◆ EXERCISE ◆
From the listing below, copy only the lines running from the line that contains "Object lead dog" to the line that contains "Expected format left=46, top=63, right=124, bottom=89", both included.

[[ RECORD EXCERPTS, beginning ]]

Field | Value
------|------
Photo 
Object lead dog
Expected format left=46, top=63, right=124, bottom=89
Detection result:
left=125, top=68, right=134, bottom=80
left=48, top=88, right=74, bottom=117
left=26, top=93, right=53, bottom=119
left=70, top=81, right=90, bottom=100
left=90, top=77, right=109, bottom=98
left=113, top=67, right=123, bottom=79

[[ RECORD EXCERPTS, end ]]

◆ SOLUTION TO THE EXERCISE ◆
Object lead dog
Expected format left=46, top=63, right=124, bottom=89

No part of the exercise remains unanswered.